"""
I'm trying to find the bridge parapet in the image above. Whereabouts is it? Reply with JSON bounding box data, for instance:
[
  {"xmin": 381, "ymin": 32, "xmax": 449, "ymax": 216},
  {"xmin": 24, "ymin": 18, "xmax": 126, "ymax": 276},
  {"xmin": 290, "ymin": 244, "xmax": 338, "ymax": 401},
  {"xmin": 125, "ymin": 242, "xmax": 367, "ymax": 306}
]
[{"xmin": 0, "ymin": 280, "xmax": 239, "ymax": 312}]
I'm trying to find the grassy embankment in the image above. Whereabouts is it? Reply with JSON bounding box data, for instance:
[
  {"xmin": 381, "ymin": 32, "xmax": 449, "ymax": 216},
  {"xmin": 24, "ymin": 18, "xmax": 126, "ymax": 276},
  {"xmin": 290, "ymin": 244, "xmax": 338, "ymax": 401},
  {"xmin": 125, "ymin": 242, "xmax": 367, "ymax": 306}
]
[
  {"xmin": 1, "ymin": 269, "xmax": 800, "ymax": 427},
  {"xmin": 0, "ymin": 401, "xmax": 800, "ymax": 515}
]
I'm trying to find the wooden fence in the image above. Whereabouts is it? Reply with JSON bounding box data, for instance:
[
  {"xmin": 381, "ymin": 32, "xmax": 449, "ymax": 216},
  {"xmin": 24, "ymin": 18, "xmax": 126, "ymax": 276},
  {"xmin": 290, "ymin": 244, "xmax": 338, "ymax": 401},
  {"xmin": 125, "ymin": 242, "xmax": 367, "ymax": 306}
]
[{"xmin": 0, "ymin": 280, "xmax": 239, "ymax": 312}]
"""
YOUR OBJECTIVE:
Reproduce the stretch from the line containing "I'm trying to find the wooden" through the end of the records, substituting "stone wall" for "wooden fence" and leaving all other text unchanged.

THE ANSWER:
I'm trying to find the stone wall in the image above. Whereabouts is it? Reply with JSON bounding box data, for instance:
[
  {"xmin": 381, "ymin": 32, "xmax": 449, "ymax": 216},
  {"xmin": 24, "ymin": 18, "xmax": 126, "ymax": 276},
  {"xmin": 290, "ymin": 244, "xmax": 338, "ymax": 401},
  {"xmin": 125, "ymin": 242, "xmax": 367, "ymax": 306}
]
[{"xmin": 0, "ymin": 280, "xmax": 239, "ymax": 312}]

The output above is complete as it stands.